◆ Document ◆
....

Cost-cutting in New York and London has already been brutal thus far this year, and there is more to come in the next few months. New York City financial firms expect to hand out some $18 billion less in pay and benefits this year than 2007, the largest one-year drop ever. Over all, United States banks will cut 200,000 employees by 2009, the banking consultancy Celent said in April.

The work these bankers were doing is not necessarily going away, though. Instead, jobs are popping up in places like India and Eastern Europe, often where healthier local markets exist.

In addition to moving some lower-level banking and research positions to support bankers and analysts in New York and London, firms are shipping some of their top bankers from those cities to faster-growing developing markets to handle clients there.

Wall Street banks started cautiously sending research jobs to India a few years ago, hiring employees by the handful and running pilot programs with firms like Copal, Office Tiger, Pipal Research and Tata Consultancy Services.

In 2003, JPMorgan and Morgan Stanley said they planned to move a few dozen research jobs to Mumbai, Lehman Brothers was working on a pilot program to create research presentations in India and both Merrill Lynch and Goldman Sachs said they had not moved any research to the country.

Five years later, the trickle is a flood. Third-party firms say they are seeing a 20 to 40 percent upswing in business this year alone.

Morgan Stanley has about 500 people employed in India doing research and statistical analysis. About 100 of Goldman Sachs’ 3,000 employees in Bangalore are working on investment research.

JPMorgan has 200 analysts in Mumbai working for its investment banking operations around the world, doing industry analysis, and compiling data and charts for marketing materials. It has an additional 125 analysts in Mumbai supporting the bank’s global research division.

Citigroup employs about 22,000 people in India, several hundred of whom work in investment research. Deutsche Bank has 6,000 employees in India, according to the bank’s Web site. Deutsche started a pilot program to outsource some research in 2003, and would not provide any update.

Theoretically, as much as 40 percent of the research-related jobs on Wall Street, tens of thousands of jobs, could be sent off-shore, said Deloitte’s Mr. Power, though the reality will be less than that.

....

◆ Goals ◆
- A) In the offshoring article, write out the part that opens with the words containing "In 2003, JPMorgan" and closes with "global research division.", swapping "Mumbai" for "Bombay" throughout.
- B) Which firms does the offshoring article name as running pilot programs with Wall Street banks when research jobs first went to India?

....

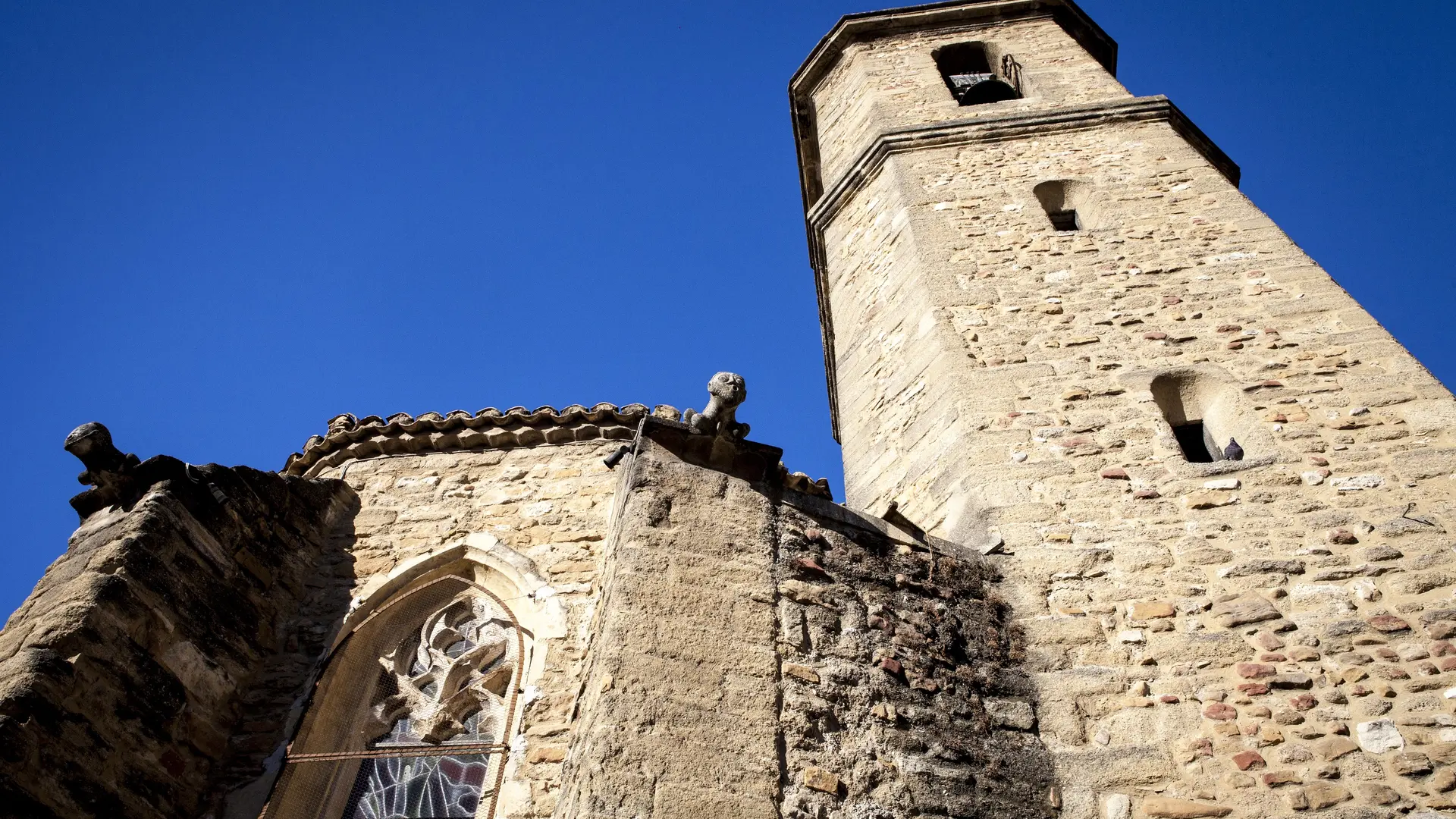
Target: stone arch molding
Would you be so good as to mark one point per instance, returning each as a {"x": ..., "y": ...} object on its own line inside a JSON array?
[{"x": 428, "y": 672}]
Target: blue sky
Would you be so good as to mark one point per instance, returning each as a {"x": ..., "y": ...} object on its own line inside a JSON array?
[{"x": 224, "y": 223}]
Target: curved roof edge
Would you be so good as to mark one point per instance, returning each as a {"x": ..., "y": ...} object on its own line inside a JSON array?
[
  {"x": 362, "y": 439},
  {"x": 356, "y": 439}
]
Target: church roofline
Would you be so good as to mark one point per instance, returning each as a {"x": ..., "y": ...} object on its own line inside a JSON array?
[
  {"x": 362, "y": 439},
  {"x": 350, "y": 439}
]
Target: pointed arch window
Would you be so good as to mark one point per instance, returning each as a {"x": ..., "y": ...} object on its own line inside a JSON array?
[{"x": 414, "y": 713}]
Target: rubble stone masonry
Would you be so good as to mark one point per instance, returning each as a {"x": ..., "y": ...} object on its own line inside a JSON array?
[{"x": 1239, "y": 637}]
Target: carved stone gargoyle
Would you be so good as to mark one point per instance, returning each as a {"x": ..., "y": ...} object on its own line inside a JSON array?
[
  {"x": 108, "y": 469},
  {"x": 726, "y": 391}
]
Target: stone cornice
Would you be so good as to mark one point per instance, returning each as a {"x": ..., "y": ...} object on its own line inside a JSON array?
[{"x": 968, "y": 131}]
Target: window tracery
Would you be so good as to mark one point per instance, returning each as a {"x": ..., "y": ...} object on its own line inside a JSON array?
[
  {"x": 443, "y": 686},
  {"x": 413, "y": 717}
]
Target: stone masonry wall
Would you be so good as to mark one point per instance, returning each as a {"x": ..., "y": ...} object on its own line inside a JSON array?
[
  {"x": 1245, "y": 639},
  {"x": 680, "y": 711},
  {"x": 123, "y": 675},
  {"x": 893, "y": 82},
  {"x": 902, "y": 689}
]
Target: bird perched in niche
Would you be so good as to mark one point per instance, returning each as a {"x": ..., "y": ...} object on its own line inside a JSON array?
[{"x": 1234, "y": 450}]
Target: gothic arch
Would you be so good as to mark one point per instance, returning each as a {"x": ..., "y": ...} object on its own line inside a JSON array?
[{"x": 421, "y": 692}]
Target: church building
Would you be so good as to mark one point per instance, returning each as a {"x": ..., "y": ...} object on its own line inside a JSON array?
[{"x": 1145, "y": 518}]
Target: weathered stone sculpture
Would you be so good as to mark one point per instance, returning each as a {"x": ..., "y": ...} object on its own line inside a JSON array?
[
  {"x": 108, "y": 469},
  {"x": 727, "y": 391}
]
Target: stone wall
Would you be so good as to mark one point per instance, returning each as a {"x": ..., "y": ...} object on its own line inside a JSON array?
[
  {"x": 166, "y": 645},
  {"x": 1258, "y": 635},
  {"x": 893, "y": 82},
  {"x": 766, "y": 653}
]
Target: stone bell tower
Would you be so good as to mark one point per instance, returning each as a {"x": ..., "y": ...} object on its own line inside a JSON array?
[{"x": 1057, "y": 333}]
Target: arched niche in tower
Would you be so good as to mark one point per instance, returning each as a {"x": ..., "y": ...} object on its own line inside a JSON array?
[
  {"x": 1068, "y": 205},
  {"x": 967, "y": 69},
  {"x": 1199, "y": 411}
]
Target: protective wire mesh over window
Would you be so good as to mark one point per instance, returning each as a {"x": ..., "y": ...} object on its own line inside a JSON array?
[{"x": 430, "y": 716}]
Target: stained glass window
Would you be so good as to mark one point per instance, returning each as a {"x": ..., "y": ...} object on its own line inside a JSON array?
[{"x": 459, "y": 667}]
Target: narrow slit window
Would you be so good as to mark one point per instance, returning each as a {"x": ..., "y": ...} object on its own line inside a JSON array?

....

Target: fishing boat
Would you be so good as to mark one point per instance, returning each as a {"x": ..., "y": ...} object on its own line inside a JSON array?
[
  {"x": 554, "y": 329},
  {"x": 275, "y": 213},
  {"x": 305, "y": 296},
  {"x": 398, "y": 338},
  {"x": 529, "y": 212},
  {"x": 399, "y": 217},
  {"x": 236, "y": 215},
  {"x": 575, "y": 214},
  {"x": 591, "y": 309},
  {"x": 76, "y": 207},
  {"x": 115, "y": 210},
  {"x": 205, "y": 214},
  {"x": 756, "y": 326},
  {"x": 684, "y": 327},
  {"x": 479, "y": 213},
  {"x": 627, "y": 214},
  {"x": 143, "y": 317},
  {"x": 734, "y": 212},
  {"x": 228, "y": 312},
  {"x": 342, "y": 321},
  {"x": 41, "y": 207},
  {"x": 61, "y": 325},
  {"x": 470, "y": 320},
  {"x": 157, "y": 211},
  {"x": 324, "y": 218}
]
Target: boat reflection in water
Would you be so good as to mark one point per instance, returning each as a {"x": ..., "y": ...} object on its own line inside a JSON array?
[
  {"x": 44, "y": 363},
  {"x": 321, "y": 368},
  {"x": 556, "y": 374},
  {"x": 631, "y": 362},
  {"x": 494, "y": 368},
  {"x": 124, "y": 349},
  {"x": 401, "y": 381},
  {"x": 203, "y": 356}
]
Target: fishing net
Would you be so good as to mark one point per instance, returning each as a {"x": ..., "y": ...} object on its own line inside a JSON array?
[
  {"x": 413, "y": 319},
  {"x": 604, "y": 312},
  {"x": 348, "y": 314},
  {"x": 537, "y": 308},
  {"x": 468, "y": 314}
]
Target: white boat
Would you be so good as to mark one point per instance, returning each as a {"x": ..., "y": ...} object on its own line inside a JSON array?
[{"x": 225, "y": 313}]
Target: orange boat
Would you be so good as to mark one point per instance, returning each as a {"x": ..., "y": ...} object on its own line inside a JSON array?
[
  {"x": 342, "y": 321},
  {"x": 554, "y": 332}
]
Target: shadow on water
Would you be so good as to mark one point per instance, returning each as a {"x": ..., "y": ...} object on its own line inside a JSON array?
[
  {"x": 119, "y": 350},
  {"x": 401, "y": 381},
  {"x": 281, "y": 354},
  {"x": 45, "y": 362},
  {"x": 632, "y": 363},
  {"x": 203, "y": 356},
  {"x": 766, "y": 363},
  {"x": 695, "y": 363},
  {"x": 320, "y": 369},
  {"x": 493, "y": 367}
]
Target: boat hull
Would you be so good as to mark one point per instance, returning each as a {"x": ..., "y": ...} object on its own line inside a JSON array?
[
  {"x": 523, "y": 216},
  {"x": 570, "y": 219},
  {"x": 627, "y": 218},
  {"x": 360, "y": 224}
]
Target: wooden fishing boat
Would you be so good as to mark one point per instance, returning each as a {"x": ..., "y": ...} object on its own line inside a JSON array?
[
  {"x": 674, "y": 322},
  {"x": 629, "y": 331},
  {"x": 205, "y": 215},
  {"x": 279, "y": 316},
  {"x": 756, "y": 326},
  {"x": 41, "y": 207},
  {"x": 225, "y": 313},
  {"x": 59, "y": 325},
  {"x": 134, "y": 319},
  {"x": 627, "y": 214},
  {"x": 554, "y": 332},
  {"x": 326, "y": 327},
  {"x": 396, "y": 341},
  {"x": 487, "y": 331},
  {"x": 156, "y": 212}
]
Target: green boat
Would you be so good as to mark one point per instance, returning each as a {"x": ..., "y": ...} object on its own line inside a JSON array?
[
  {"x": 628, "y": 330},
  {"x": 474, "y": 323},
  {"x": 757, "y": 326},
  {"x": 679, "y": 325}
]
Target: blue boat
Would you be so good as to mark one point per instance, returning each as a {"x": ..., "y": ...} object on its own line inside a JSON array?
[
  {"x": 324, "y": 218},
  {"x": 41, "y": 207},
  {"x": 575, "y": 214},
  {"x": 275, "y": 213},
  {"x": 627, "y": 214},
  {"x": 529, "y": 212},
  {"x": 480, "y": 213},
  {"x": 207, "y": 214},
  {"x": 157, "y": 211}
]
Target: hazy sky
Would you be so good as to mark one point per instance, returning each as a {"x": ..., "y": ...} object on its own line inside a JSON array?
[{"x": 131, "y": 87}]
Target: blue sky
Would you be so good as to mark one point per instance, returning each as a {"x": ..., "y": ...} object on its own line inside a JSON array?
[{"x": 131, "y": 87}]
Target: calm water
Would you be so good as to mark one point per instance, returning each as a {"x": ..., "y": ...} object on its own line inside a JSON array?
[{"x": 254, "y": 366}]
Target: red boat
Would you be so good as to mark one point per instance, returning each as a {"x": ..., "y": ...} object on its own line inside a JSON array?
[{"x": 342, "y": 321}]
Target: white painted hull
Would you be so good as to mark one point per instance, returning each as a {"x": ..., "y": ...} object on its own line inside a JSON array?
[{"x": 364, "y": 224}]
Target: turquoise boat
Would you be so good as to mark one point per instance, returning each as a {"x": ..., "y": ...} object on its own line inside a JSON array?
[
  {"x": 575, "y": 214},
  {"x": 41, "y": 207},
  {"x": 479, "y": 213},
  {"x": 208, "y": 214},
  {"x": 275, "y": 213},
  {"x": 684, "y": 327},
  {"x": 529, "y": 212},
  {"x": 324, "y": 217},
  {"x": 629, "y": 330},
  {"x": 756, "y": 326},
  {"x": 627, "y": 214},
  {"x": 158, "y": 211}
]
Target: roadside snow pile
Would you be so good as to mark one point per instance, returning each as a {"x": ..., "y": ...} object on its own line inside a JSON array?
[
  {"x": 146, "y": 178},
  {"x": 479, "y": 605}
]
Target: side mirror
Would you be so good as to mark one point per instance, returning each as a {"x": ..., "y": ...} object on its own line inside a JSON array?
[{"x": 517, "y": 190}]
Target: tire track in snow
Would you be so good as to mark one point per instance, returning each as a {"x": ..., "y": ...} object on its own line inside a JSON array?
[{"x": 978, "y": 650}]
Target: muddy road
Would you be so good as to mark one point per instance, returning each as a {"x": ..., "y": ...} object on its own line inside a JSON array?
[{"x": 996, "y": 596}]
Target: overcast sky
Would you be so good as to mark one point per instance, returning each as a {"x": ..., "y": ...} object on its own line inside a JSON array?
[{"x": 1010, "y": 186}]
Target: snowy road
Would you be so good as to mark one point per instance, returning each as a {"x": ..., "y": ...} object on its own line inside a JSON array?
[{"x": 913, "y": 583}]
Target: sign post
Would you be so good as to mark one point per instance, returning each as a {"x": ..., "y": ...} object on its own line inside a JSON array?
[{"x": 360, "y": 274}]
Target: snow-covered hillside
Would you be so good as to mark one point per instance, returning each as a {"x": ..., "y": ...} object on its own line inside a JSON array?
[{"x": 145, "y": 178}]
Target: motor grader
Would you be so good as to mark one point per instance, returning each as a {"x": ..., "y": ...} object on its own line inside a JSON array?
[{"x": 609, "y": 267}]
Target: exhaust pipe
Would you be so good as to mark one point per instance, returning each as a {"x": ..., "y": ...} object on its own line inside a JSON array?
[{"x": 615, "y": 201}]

....

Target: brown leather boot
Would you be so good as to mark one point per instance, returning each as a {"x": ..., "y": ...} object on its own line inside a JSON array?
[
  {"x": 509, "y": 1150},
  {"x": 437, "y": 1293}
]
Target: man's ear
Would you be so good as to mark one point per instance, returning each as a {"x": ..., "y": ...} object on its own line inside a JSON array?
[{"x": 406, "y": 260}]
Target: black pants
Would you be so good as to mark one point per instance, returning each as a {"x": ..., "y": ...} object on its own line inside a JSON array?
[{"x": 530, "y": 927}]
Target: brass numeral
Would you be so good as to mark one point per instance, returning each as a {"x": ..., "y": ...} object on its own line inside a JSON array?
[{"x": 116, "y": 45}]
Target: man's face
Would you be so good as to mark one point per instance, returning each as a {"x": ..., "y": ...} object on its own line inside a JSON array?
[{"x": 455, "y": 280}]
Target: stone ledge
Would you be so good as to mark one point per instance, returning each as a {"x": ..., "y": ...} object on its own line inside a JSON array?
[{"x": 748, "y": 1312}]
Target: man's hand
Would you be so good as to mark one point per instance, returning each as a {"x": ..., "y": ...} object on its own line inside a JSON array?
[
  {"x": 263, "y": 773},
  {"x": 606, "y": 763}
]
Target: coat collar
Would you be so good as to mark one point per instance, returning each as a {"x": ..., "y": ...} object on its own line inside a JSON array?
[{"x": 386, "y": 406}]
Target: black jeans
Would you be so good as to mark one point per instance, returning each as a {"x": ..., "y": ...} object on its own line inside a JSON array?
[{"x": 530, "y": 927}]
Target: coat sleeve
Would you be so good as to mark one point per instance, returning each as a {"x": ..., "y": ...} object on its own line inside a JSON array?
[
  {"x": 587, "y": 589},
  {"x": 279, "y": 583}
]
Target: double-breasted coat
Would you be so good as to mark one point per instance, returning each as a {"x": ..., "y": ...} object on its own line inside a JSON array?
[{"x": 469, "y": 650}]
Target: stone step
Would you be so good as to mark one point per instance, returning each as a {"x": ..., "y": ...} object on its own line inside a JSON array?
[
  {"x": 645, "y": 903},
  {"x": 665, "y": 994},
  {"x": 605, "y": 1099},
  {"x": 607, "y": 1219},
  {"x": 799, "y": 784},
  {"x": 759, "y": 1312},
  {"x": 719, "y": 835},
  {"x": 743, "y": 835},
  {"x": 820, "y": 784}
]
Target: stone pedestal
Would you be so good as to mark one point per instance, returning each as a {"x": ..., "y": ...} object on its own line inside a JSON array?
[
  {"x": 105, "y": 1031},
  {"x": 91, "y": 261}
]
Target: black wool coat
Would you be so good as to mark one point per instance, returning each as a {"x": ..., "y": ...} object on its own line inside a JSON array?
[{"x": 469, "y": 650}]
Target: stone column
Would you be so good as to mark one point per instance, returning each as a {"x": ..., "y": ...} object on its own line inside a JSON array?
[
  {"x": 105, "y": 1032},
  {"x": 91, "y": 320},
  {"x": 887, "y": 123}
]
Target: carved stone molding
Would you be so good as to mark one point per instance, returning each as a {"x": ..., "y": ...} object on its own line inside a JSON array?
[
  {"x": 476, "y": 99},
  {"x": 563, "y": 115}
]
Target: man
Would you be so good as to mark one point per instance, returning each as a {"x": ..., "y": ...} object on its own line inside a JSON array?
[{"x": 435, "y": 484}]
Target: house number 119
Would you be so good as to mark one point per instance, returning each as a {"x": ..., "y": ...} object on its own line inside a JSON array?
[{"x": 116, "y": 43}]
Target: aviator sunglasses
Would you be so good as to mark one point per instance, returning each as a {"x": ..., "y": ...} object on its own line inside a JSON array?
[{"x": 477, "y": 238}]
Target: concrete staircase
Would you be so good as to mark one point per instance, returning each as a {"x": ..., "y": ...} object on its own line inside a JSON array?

....

◆ The responses ◆
- A)
In 2003, JPMorgan and Morgan Stanley said they planned to move a few dozen research jobs to Bombay, Lehman Brothers was working on a pilot program to create research presentations in India and both Merrill Lynch and Goldman Sachs said they had not moved any research to the country.

Five years later, the trickle is a flood. Third-party firms say they are seeing a 20 to 40 percent upswing in business this year alone.

Morgan Stanley has about 500 people employed in India doing research and statistical analysis. About 100 of Goldman Sachs’ 3,000 employees in Bangalore are working on investment research.

JPMorgan has 200 analysts in Bombay working for its investment banking operations around the world, doing industry analysis, and compiling data and charts for marketing materials. It has an additional 125 analysts in Bombay supporting the bank’s global research division.

- B) Copal, Office Tiger, Pipal Research, Tata Consultancy Services